**Input data:**
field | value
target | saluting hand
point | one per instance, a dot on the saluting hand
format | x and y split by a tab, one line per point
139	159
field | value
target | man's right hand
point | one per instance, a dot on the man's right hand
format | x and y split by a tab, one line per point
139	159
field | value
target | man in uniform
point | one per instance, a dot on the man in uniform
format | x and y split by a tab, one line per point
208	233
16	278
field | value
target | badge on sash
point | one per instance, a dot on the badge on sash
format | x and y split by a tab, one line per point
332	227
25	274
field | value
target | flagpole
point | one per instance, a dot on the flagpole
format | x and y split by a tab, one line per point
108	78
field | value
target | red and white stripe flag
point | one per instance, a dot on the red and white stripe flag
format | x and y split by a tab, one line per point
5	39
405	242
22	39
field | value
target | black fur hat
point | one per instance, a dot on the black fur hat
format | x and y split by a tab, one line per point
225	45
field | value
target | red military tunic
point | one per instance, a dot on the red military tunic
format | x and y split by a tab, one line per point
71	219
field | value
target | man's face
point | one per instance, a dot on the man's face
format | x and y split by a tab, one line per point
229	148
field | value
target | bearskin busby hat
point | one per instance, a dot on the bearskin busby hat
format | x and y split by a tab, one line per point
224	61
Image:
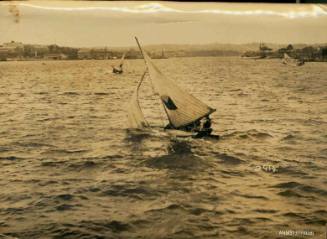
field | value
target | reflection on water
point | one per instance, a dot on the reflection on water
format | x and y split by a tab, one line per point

**Set problem:**
Using the data above, write out every line exactly, leaving the images behind.

**Solution for this exercise:**
field | value
target | saluting hand
point | one per instance, a dot on the saluting hand
format | x and y split by a tab, one line per point
139	159
field | value
target | man's right hand
point | one per instance, a dot on the man's right hand
format | x and y split by a tab, one line per point
139	159
field | value
target | man in uniform
point | one per instance, a dot on the man in uniform
format | x and y split by a tab, one line per point
208	233
16	278
field | value
target | badge on sash
point | one per instance, a dot on the badge on sash
format | x and y split by a tab, one line per point
332	227
25	274
field | value
target | flagpole
point | one per instance, a dot on the flagpole
format | x and y split by a tab, one line per point
108	78
field | value
target | red and white stripe flag
point | one per instance, a dot on the red and white stripe flag
format | x and y split by a tab, one line per point
5	39
405	242
22	39
field | value
target | black fur hat
point | one per instance, a dot on the black fur hat
format | x and y split by a tab, one line per point
225	45
field | value
target | red military tunic
point | one per instance, a dot on the red military tunic
format | x and y split by a tab, one line per point
71	219
field | value
target | man's face
point | one per instance, a dot on the man's face
format | x and y split by a tab, one line per point
229	148
field | value
target | bearskin busby hat
point | one per instance, a dot on the bearskin busby hat
format | x and y split by a tab, one line per point
224	61
Image:
field | value
target | reflection on water
point | one per instance, a dot on the reflection on water
format | x and y split by a tab, one line per point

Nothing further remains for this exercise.